Recast the material below as a Markdown table with the columns No. and Text, giving each line a row number and skipping blank lines. Leave the pictures out of the table.
******************************
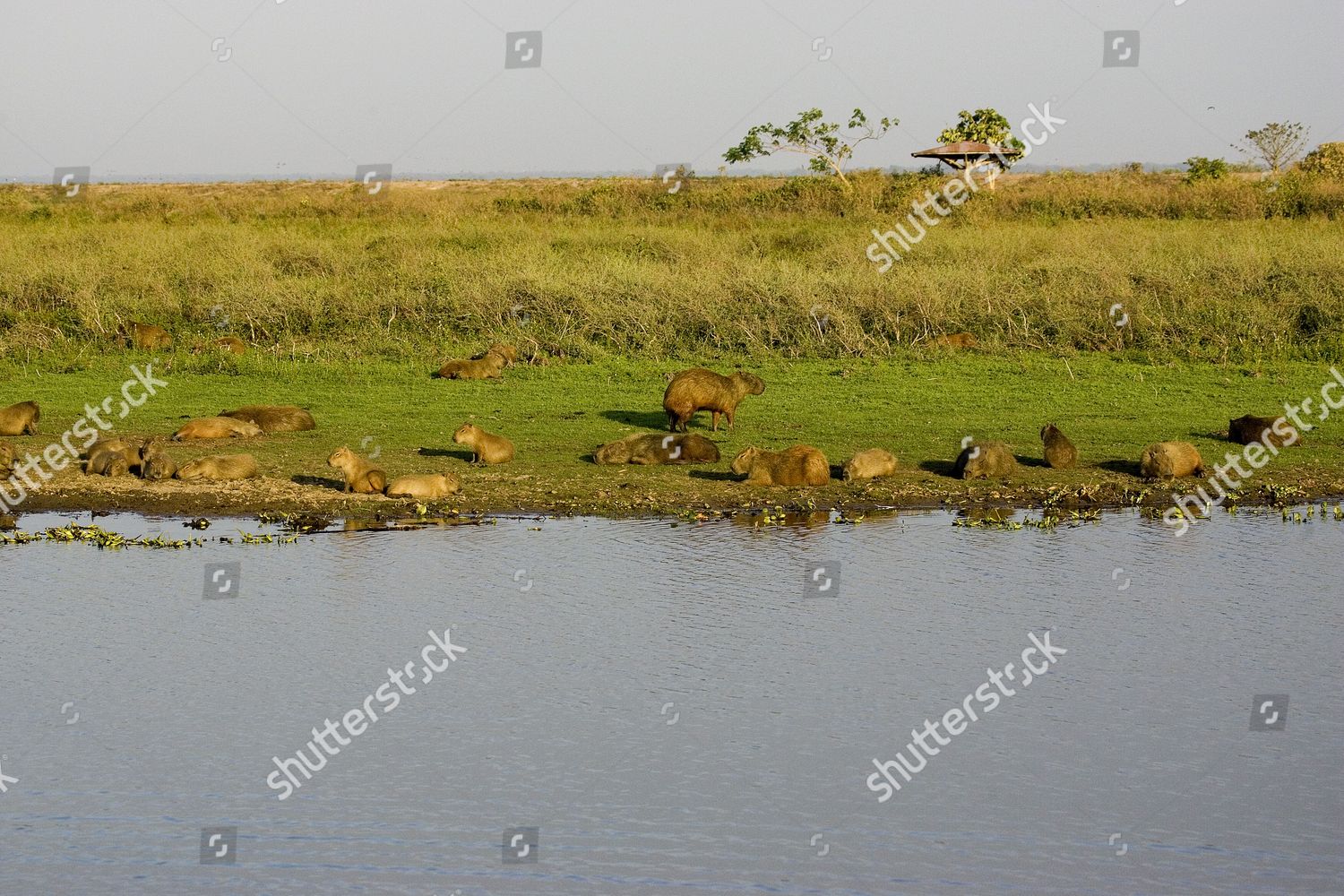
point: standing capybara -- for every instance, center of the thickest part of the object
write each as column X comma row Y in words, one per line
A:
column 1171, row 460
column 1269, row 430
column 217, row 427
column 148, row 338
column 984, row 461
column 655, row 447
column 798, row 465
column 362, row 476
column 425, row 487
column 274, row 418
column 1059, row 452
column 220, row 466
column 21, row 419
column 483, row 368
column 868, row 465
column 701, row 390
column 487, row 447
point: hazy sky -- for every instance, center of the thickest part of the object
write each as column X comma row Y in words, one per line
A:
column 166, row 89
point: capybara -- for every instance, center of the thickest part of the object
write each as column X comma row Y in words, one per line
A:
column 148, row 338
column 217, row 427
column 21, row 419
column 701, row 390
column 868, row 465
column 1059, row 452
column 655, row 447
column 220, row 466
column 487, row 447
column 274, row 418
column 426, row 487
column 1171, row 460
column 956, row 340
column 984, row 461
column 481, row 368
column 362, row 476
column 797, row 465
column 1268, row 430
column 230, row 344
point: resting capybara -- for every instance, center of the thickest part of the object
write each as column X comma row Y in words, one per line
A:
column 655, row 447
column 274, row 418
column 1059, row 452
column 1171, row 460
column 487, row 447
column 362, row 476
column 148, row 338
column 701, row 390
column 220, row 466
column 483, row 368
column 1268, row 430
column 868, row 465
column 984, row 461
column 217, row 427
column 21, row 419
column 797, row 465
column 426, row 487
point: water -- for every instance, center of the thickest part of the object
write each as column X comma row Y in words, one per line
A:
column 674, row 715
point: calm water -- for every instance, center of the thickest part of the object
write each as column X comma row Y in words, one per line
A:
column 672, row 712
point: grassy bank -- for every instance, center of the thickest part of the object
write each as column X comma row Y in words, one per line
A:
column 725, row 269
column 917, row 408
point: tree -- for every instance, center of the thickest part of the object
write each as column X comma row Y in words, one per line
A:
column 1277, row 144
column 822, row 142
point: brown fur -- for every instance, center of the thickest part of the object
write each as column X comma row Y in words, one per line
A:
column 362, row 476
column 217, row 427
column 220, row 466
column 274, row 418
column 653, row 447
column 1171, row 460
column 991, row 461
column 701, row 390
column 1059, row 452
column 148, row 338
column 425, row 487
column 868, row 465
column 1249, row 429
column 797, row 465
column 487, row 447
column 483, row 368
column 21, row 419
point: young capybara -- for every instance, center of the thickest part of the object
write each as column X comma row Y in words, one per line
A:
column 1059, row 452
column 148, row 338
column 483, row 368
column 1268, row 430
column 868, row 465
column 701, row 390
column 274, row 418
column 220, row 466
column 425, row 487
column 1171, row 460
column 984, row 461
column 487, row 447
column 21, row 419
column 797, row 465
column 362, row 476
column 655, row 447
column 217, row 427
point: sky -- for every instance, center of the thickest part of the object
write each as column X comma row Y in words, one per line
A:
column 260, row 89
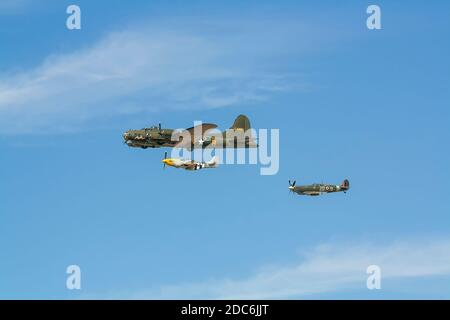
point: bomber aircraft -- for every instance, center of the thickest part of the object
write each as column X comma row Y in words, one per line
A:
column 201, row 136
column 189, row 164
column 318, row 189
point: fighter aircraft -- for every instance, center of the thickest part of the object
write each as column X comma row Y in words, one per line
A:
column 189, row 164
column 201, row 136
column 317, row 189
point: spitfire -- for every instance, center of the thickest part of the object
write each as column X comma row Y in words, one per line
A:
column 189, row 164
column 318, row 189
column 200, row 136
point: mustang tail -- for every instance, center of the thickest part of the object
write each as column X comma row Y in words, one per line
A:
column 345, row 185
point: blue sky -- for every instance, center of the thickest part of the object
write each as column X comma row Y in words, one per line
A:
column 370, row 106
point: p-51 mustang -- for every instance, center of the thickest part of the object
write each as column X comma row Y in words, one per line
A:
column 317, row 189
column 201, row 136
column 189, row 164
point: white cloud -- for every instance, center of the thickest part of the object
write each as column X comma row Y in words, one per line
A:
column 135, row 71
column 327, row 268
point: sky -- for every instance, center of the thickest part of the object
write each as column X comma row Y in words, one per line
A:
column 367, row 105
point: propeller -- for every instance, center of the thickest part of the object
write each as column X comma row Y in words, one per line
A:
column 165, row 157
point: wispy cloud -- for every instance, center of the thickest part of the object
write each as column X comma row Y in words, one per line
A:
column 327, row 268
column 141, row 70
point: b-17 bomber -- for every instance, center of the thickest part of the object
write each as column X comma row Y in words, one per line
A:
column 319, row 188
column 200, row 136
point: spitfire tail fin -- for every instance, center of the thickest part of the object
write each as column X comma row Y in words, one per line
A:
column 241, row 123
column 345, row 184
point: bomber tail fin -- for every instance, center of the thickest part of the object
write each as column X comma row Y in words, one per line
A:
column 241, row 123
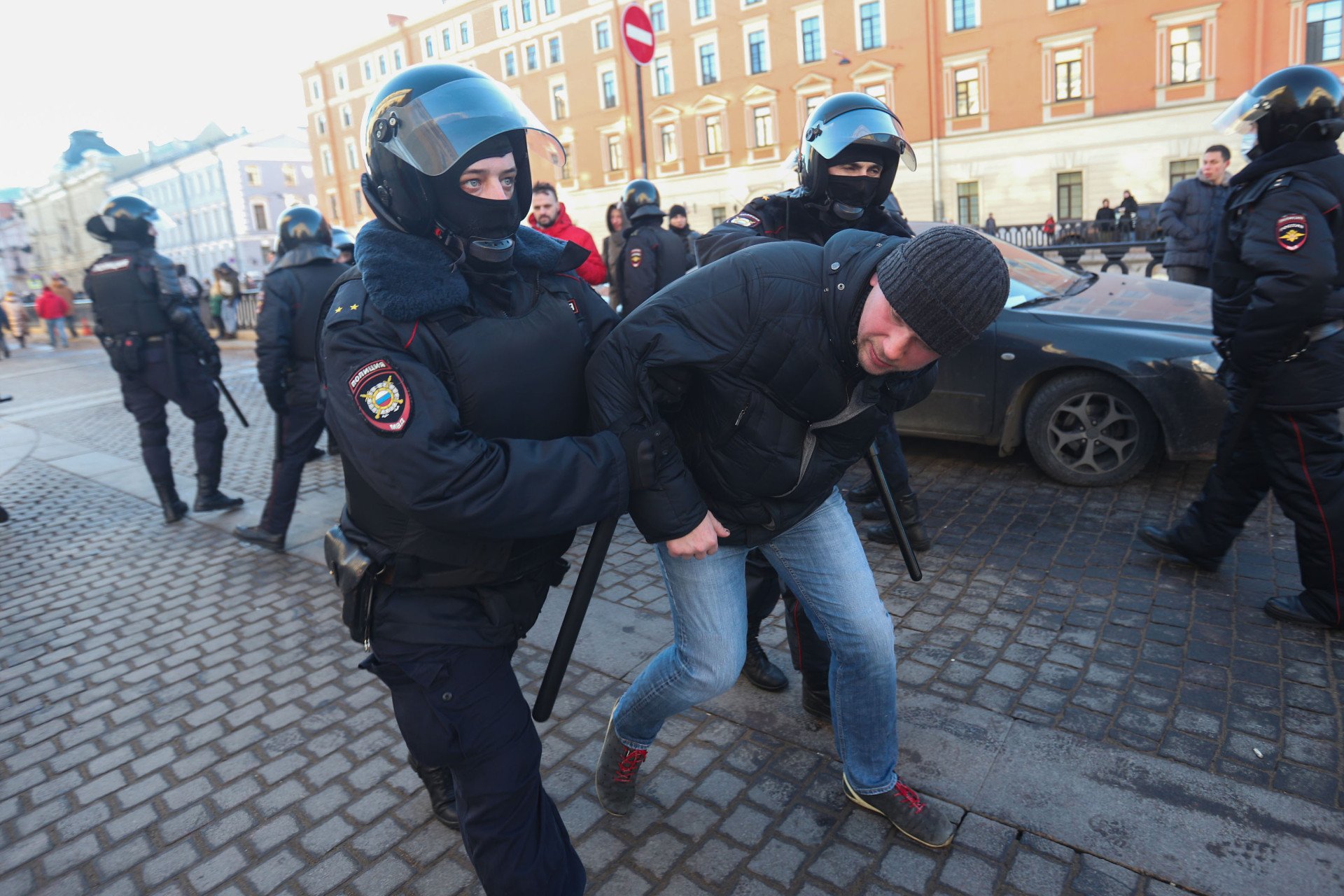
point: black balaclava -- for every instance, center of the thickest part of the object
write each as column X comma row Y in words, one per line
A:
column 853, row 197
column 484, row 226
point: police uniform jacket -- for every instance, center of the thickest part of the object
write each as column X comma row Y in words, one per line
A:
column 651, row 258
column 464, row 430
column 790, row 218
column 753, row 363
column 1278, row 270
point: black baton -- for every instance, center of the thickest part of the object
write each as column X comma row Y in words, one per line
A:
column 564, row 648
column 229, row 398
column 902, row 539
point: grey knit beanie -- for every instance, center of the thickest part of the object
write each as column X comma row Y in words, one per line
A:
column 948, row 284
******************************
Expected answer:
| No. | Text |
|---|---|
| 1 | point: standing capybara -- for every instance, center of the thickest part of the object |
| 2 | write each as column X comma row Y in words, one per line |
| 3 | A: |
| 4 | column 1171, row 460 |
| 5 | column 1269, row 430 |
| 6 | column 217, row 427 |
| 7 | column 148, row 338 |
| 8 | column 984, row 461 |
| 9 | column 655, row 447 |
| 10 | column 798, row 465 |
| 11 | column 362, row 476 |
| 12 | column 425, row 487 |
| 13 | column 274, row 418 |
| 14 | column 1059, row 452 |
| 15 | column 220, row 466 |
| 16 | column 21, row 419 |
| 17 | column 483, row 368 |
| 18 | column 868, row 465 |
| 19 | column 701, row 390 |
| 20 | column 487, row 447 |
| 21 | point: hazy sky -- for every instance, center of the thickest part of the object |
| 22 | write each as column X comma row Y in words, one per line |
| 23 | A: |
| 24 | column 166, row 89 |
| 25 | point: capybara -- for every instance, center of the thickest part of the object |
| 26 | write each as column X comma row Y in words, one per line |
| 27 | A: |
| 28 | column 148, row 338 |
| 29 | column 217, row 427 |
| 30 | column 21, row 419 |
| 31 | column 701, row 390 |
| 32 | column 868, row 465 |
| 33 | column 1059, row 452 |
| 34 | column 655, row 447 |
| 35 | column 220, row 466 |
| 36 | column 487, row 447 |
| 37 | column 274, row 418 |
| 38 | column 426, row 487 |
| 39 | column 1171, row 460 |
| 40 | column 956, row 340 |
| 41 | column 984, row 461 |
| 42 | column 481, row 368 |
| 43 | column 362, row 476 |
| 44 | column 797, row 465 |
| 45 | column 1268, row 430 |
| 46 | column 230, row 344 |
| 47 | point: resting capybara -- for every instance, center of the thickest part of the object |
| 48 | write each as column X comma row Y in words, one per line |
| 49 | A: |
| 50 | column 655, row 447 |
| 51 | column 274, row 418 |
| 52 | column 1059, row 452 |
| 53 | column 1171, row 460 |
| 54 | column 487, row 447 |
| 55 | column 362, row 476 |
| 56 | column 148, row 338 |
| 57 | column 701, row 390 |
| 58 | column 220, row 466 |
| 59 | column 483, row 368 |
| 60 | column 1268, row 430 |
| 61 | column 868, row 465 |
| 62 | column 984, row 461 |
| 63 | column 217, row 427 |
| 64 | column 21, row 419 |
| 65 | column 797, row 465 |
| 66 | column 426, row 487 |
| 67 | point: water -- for every instance, center of the thickest part of the object |
| 68 | write each as column X comma row Y in words, one per line |
| 69 | A: |
| 70 | column 674, row 715 |
| 71 | point: calm water -- for every instance, center of the thickest part of the object |
| 72 | write each as column X comma row Y in words, one per line |
| 73 | A: |
| 74 | column 672, row 712 |
| 75 | point: grassy bank -- for every instance, center of the thickest part of the object |
| 76 | write each as column X comma row Y in words, one per line |
| 77 | A: |
| 78 | column 725, row 269 |
| 79 | column 917, row 408 |
| 80 | point: tree -- for every instance, center of the thickest part of the object |
| 81 | write each as column X comma row Y in words, one per line |
| 82 | A: |
| 83 | column 1277, row 144 |
| 84 | column 822, row 142 |
| 85 | point: brown fur -- for every instance, center of the thickest part of the object |
| 86 | write each as column X comma row Y in words, one per line |
| 87 | A: |
| 88 | column 362, row 476 |
| 89 | column 217, row 427 |
| 90 | column 220, row 466 |
| 91 | column 274, row 418 |
| 92 | column 653, row 447 |
| 93 | column 1171, row 460 |
| 94 | column 991, row 461 |
| 95 | column 701, row 390 |
| 96 | column 1059, row 452 |
| 97 | column 148, row 338 |
| 98 | column 425, row 487 |
| 99 | column 868, row 465 |
| 100 | column 1249, row 429 |
| 101 | column 797, row 465 |
| 102 | column 487, row 447 |
| 103 | column 483, row 368 |
| 104 | column 21, row 419 |
| 105 | point: young capybara -- for every instance, center of the thickest part of the object |
| 106 | write each as column X comma row Y in words, one per line |
| 107 | A: |
| 108 | column 1059, row 452 |
| 109 | column 148, row 338 |
| 110 | column 483, row 368 |
| 111 | column 1268, row 430 |
| 112 | column 868, row 465 |
| 113 | column 701, row 390 |
| 114 | column 274, row 418 |
| 115 | column 220, row 466 |
| 116 | column 425, row 487 |
| 117 | column 1171, row 460 |
| 118 | column 984, row 461 |
| 119 | column 487, row 447 |
| 120 | column 21, row 419 |
| 121 | column 797, row 465 |
| 122 | column 362, row 476 |
| 123 | column 655, row 447 |
| 124 | column 217, row 427 |
| 125 | point: sky -- for every instance, center of the thickest part of the object |
| 126 | write each as column X comma row Y in words, one per line |
| 127 | A: |
| 128 | column 260, row 89 |
| 129 | point: bomber aircraft -- for every instance, center of the thickest part of the object |
| 130 | write each as column X comma row Y in words, one per line |
| 131 | A: |
| 132 | column 201, row 136 |
| 133 | column 189, row 164 |
| 134 | column 318, row 189 |
| 135 | point: fighter aircraft -- for every instance, center of the thickest part of the object |
| 136 | write each as column X comma row Y in words, one per line |
| 137 | A: |
| 138 | column 189, row 164 |
| 139 | column 201, row 136 |
| 140 | column 317, row 189 |
| 141 | point: spitfire -- for every instance, center of the thickest part of the object |
| 142 | write each as column X comma row Y in words, one per line |
| 143 | A: |
| 144 | column 189, row 164 |
| 145 | column 318, row 189 |
| 146 | column 200, row 136 |
| 147 | point: mustang tail -- for every instance, center of the thickest part of the object |
| 148 | write each as column X comma row Y in words, one per line |
| 149 | A: |
| 150 | column 345, row 185 |
| 151 | point: blue sky -- for every instance, center of the thickest part of the object |
| 152 | write each as column X comma row Y in words, one per line |
| 153 | A: |
| 154 | column 370, row 106 |
| 155 | point: p-51 mustang -- for every instance, center of the thickest part of the object |
| 156 | write each as column X comma row Y in words, one per line |
| 157 | A: |
| 158 | column 317, row 189 |
| 159 | column 201, row 136 |
| 160 | column 189, row 164 |
| 161 | point: white cloud -- for every instance, center of the thickest part of the object |
| 162 | write each as column X comma row Y in words, one per line |
| 163 | A: |
| 164 | column 135, row 71 |
| 165 | column 327, row 268 |
| 166 | point: sky -- for every instance, center of the thickest part of the object |
| 167 | write each as column X comma row Y in words, one per line |
| 168 | A: |
| 169 | column 367, row 105 |
| 170 | point: propeller -- for every instance, center of the thickest part of the object |
| 171 | write each as column X comma row Y in words, one per line |
| 172 | A: |
| 173 | column 165, row 157 |
| 174 | point: wispy cloud -- for every instance, center of the thickest part of the object |
| 175 | write each as column X comma row Y in words, one per line |
| 176 | A: |
| 177 | column 327, row 268 |
| 178 | column 141, row 70 |
| 179 | point: b-17 bomber -- for every instance, center of the thickest part of the object |
| 180 | write each as column X comma row Y in words, one per line |
| 181 | A: |
| 182 | column 319, row 188 |
| 183 | column 200, row 136 |
| 184 | point: spitfire tail fin -- for every instance, center of the thickest part of the object |
| 185 | write each as column X comma row Y in words, one per line |
| 186 | A: |
| 187 | column 241, row 123 |
| 188 | column 345, row 184 |
| 189 | point: bomber tail fin -- for every instance, center of the thickest part of the object |
| 190 | write each as column X comma row Y in words, one per line |
| 191 | A: |
| 192 | column 241, row 123 |
| 193 | point: black balaclava -- for every instance, center of the thickest part of the object |
| 194 | write each as column X comma row Y in words, one per line |
| 195 | A: |
| 196 | column 853, row 197 |
| 197 | column 484, row 226 |
| 198 | point: police uniform jacket -- for every instance, center of the thickest part of the object |
| 199 | write each as column X comma row Y in words, one per line |
| 200 | A: |
| 201 | column 651, row 258 |
| 202 | column 464, row 430 |
| 203 | column 790, row 218 |
| 204 | column 753, row 363 |
| 205 | column 1278, row 270 |
| 206 | point: black baton -- for every instance, center of the thickest part of the object |
| 207 | write each as column X comma row Y in words, one per line |
| 208 | A: |
| 209 | column 564, row 648 |
| 210 | column 229, row 398 |
| 211 | column 902, row 539 |
| 212 | point: grey knit beanie -- for every instance, center of the thickest part of the object |
| 213 | write each as column X comma row Y in words, one per line |
| 214 | A: |
| 215 | column 948, row 284 |